What to produce
Return verbatim the run of lines that opens with the line holding "child in blue" and closes with the last line of the records.

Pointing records
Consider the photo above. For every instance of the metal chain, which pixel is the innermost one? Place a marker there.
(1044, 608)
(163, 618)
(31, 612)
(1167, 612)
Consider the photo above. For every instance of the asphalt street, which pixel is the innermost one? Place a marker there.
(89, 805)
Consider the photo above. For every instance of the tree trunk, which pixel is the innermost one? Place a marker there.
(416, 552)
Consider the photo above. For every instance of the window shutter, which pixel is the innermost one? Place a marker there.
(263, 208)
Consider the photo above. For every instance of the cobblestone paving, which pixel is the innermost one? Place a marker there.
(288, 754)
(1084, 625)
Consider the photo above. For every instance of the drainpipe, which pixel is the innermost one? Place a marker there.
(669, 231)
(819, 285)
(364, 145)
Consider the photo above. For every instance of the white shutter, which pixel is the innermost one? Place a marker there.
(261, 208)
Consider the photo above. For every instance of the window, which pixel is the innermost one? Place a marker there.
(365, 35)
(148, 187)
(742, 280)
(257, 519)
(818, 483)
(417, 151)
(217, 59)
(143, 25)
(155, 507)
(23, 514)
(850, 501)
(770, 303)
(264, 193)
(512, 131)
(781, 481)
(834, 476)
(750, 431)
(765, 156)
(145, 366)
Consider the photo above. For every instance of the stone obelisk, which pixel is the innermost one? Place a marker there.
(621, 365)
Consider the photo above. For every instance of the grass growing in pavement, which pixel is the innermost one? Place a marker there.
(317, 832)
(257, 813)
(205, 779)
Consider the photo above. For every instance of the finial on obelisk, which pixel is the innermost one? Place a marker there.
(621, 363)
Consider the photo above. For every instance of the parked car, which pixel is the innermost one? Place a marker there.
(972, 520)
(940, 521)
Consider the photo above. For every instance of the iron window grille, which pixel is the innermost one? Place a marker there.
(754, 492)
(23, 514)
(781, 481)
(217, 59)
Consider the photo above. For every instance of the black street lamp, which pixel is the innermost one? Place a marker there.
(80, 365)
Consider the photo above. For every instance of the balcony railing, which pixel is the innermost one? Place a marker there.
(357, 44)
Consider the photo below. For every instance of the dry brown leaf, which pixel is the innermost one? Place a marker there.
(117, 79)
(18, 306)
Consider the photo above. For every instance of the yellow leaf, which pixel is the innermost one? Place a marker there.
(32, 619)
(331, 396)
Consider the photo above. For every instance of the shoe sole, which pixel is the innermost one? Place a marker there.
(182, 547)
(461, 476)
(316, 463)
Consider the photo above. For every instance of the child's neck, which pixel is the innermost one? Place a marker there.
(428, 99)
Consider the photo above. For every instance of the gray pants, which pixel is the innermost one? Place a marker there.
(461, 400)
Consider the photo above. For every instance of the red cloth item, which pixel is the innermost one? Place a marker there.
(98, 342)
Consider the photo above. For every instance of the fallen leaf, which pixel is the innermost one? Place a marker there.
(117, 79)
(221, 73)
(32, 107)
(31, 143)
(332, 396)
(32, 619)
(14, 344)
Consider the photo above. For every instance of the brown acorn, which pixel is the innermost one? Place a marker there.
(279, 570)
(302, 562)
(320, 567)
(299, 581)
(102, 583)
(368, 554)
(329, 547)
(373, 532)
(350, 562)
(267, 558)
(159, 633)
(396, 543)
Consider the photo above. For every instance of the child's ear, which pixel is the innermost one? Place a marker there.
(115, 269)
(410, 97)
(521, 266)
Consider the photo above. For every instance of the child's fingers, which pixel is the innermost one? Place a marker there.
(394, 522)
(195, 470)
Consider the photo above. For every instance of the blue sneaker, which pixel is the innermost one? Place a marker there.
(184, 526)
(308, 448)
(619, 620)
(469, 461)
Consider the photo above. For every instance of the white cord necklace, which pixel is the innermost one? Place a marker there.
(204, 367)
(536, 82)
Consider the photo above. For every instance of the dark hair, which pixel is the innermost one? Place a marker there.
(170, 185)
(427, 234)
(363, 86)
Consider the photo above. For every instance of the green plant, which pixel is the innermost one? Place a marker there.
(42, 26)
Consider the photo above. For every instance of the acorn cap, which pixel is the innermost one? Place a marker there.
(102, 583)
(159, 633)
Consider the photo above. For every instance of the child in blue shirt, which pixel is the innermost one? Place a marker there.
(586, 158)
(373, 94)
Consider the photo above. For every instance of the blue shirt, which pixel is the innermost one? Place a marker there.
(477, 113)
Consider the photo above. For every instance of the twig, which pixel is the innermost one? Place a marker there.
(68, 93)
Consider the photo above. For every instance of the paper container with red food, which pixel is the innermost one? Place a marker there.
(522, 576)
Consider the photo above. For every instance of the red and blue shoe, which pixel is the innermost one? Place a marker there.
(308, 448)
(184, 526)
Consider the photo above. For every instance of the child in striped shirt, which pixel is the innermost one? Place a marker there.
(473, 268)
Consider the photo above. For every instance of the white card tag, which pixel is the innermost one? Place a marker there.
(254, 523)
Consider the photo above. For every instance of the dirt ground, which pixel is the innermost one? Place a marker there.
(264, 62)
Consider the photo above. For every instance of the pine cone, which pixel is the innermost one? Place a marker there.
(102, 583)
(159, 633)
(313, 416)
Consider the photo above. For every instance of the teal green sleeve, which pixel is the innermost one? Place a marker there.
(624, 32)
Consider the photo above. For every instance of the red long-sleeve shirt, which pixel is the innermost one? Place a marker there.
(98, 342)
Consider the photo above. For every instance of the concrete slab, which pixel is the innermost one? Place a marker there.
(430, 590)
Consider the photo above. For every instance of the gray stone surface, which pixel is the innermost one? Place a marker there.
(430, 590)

Task result
Consider the photo above. For every instance of the child in blue shirt, which pixel is the innermost one? Place a marker there.
(586, 158)
(373, 94)
Consider the photo above. For every instance of the blue shirt, which pixel is the innermost one? Place a marker there.
(477, 113)
Consider the photo above. For every instance of the twig, which pixel is the innermost one? Place a marker there.
(68, 93)
Consider the photo above. For every instance of the paper container with red food, which pixel is the innermost one? Place a marker there.
(522, 576)
Consider the photo above. For every instance of the red and blue shoe, which pixel is the innermost one? Place a marker there.
(308, 448)
(184, 526)
Consider the photo above. For every instance of the child in striped shirt, which pixel is the innermost one? Place a marker there.
(473, 268)
Consider the photo above. For every instance of the white card tag, which pixel is the innermost one? Place a marker there.
(254, 523)
Consider the photo above. For every instance of the dirt ground, which pixel is the innermost one? Place a marker there.
(264, 62)
Consider the photo above. For every instance of the pine cone, which pixel is the innermost one? Place a marker there.
(102, 583)
(159, 633)
(313, 416)
Consider the photo above. For every instance of the teal green sleeve, which pixel is the innermost one? Place a marker there.
(624, 32)
Consider the photo above. For every instance of the red long-sleeve shirt, which pixel is the innermost one? Place a marker there.
(98, 342)
Consider the photo above. For every instance of the concrete slab, which pixel is the innermost one? Place a marker there.
(430, 590)
Consider the photo above. For every instance of the gray stone surface, which pixel is the innermost one? Place a marker there.
(430, 590)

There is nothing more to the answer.